Brussels is About to Protect Citizens from Intelligence

Indeed, from the artificial one. But it will be damaging anyway. To the European high tech industry and to all others that could use some intelligence.

If what is proposed is adopted, the regulation will cause Europe to fall further behind the US and China in the field of high technologies, especially artificial intelligence (AI). It will also cause developmental lag in all other fields, as Europeans will not be able to freely use the globally available state-of-the-art AI tools. This is already happening. Google and Microsoft’s AI tools were available in Europe with a delay or not at all. This is a result of a previous “historical” legislative achievement called GDPR.

After having tied the Europeans’ hands, the European Commission is promising to comfort researchers with dedicated funding for AI research. This is not a solution. Science that is not motivated by users, by the market, is not as ambitious as science that operates in a free competitive environment.

Nor is it a solution that the AI regulation should not apply to scientists or that scientists will have privileged access to some data and technologies, as is happening in social network analysis. This is commercially extremely interesting data, and this privileged position gives science the advantage of deciding of what to do with this data.

AI is just a computer programme

To begin, we should debunk a myth. AI is not so special. It is like any computer programme: we feed it inputs and it creates outputs when we press a button. What AI does extremely well is firstly, recognise patterns in this data; and secondly, know how to continue and generate the patterns. These patterns can be statistical numbers, text, pictures, architectural designs, poems …  AI recognises a pattern that links a lab result to a disease. It continues the pattern when we ask a chatty AI like ChatGPT a question.

» **THE DATA**
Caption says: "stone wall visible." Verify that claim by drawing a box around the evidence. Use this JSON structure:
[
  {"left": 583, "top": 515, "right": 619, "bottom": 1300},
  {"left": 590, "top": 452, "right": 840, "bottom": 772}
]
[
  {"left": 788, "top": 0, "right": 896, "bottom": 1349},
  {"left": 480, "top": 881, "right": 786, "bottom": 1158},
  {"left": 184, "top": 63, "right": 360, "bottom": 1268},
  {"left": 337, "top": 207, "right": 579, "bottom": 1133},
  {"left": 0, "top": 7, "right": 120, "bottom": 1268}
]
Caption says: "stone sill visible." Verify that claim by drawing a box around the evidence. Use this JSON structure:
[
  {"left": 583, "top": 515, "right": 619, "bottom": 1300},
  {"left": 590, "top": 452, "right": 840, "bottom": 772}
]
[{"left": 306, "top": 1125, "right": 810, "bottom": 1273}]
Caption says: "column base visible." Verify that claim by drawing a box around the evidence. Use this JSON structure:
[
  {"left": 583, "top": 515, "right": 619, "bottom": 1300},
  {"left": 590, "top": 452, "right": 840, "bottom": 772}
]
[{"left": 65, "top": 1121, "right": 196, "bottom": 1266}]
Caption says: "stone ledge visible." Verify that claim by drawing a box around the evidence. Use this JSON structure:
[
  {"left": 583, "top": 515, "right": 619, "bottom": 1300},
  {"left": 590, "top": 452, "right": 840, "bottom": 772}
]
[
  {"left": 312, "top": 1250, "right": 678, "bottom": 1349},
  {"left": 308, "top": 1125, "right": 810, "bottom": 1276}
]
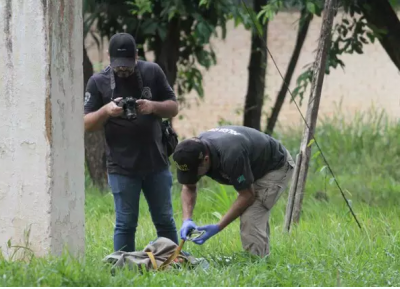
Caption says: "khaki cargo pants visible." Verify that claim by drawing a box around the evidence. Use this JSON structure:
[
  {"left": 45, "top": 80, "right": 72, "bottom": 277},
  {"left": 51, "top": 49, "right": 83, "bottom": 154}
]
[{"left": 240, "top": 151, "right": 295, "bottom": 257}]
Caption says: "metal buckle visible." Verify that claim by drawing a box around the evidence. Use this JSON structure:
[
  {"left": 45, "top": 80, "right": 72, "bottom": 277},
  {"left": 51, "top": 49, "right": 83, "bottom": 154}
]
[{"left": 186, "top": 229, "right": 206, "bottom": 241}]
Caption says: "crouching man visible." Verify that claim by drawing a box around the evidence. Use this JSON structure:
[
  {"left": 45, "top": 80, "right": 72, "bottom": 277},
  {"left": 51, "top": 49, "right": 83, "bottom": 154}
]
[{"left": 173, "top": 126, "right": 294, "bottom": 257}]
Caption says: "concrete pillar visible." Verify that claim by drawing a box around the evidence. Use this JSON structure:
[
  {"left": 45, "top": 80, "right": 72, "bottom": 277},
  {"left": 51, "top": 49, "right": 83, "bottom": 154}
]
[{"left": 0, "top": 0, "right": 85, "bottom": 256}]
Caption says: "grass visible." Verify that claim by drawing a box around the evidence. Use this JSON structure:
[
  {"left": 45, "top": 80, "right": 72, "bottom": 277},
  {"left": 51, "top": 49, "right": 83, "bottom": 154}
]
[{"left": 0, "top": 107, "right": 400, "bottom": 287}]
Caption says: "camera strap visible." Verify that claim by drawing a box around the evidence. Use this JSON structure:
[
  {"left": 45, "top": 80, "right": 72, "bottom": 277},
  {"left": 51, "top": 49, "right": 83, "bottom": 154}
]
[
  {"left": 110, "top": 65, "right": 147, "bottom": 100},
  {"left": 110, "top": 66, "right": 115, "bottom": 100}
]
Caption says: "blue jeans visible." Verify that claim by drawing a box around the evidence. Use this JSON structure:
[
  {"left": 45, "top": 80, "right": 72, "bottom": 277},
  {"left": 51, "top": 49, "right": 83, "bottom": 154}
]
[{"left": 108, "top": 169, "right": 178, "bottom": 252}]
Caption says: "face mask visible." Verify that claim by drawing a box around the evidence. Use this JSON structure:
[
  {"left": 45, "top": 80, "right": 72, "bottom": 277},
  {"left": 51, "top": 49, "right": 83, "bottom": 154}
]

» **ACTIVITY LIST**
**a)** Translate into Spanish this sentence from the article on EU AI regulation: "Science that is not motivated by users, by the market, is not as ambitious as science that operates in a free competitive environment."
**b)** Rewrite the part of the article on EU AI regulation that opens with the words containing "Indeed, from the" and closes with "achievement called GDPR.", changing "state-of-the-art" to "cutting-edge".
**c)** According to the article on EU AI regulation, what earlier legislative achievement caused Google and Microsoft's AI tools to arrive in Europe late or not at all?

» **ANSWERS BY TASK**
**a)** La ciencia que no está motivada por los usuarios, por el mercado, no es tan ambiciosa como la ciencia que opera en un entorno de libre competencia.

**b)**
Indeed, from the artificial one. But it will be damaging anyway. To the European high tech industry and to all others that could use some intelligence.

If what is proposed is adopted, the regulation will cause Europe to fall further behind the US and China in the field of high technologies, especially artificial intelligence (AI). It will also cause developmental lag in all other fields, as Europeans will not be able to freely use the globally available cutting-edge AI tools. This is already happening. Google and Microsoft’s AI tools were available in Europe with a delay or not at all. This is a result of a previous “historical” legislative achievement called GDPR.

**c)** GDPR.